WORK TO BE COMPLETED -
Output the data exactly, with every line intact.
-------- RECORDS SUPPLIED
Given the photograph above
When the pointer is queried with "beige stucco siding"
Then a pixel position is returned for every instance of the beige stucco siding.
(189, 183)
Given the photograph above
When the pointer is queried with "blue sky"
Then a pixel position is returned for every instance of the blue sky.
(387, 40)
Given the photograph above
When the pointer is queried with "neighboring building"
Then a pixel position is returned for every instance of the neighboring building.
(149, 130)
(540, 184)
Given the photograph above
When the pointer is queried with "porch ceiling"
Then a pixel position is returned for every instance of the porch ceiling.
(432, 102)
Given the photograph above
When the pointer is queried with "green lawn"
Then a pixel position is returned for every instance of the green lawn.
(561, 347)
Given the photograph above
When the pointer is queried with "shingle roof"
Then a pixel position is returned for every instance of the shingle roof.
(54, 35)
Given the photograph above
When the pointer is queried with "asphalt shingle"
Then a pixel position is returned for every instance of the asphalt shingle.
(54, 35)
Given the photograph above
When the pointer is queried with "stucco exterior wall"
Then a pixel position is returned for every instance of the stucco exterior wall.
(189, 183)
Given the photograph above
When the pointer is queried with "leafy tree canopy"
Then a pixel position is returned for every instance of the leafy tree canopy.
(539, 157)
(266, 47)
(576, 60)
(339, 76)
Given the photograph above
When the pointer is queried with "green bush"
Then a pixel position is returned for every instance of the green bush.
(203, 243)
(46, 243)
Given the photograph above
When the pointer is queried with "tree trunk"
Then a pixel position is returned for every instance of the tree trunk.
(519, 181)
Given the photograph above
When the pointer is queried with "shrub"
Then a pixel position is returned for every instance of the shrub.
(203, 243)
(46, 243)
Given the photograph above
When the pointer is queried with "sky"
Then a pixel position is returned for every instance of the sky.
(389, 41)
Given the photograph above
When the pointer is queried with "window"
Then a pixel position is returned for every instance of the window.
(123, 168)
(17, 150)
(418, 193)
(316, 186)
----------------
RESPONSE FOR THIS EXERCISE -
Given the photograph above
When the pointer is queried with "beige stucco siding"
Then a pixel position is returned for every instance of the beige stucco siding.
(189, 183)
Given the photograph above
When the pointer is queried with "blue sky"
Then a pixel position is returned for every instance of the blue sky.
(387, 40)
Given the photograph above
When the pointer is queried with "neighboring building"
Then a pixel position is returned for every instance of the neighboring building.
(149, 130)
(540, 184)
Given the photograph above
When the pointer is queried with "porch ceiling"
Then a pixel position is returned for every instance of the porch ceiling.
(432, 102)
Given the photograph above
When the pointer is queried with "green lawn"
Then a pixel position is returned for every instance of the green lawn.
(561, 347)
Given the photograph above
When the pointer is queried with "shingle roof"
Then a pixel position is returned for every instance of the shingle roof.
(54, 35)
Given the photograph above
When the pointer is queried with "asphalt shingle"
Then a pixel position is returned for every instance of the asphalt shingle.
(54, 35)
Given the photograph above
When the pointer is queried with "stucco exterior wall"
Then a pixel position is returned for every instance of the stucco exterior wall.
(189, 183)
Given the photograph above
When the pointer is queried with "leafy tree canopy"
Then a pixel position is returned for every instance of the leafy tree canopy.
(539, 157)
(266, 47)
(576, 60)
(339, 76)
Given the photograph above
When the pointer is queried with "green bush"
Then a pixel position is returned for every instance of the green bush.
(203, 243)
(46, 243)
Given the photograph above
When the pointer is queried with "tree trunk"
Then a pixel position is returned for every instance of the tree trunk.
(519, 181)
Given the photograph above
When the pointer is queried with "shrub"
Then a pixel position is returned for every instance of the shrub.
(203, 243)
(46, 243)
Given the photograph above
When the pointer is queried with "sky"
Then a pixel position is returned for every instance of the sky.
(389, 41)
Given the photograph above
When the pointer is queried with "window"
Then a pixel position is returned for every instance of the window.
(123, 168)
(17, 150)
(418, 193)
(316, 186)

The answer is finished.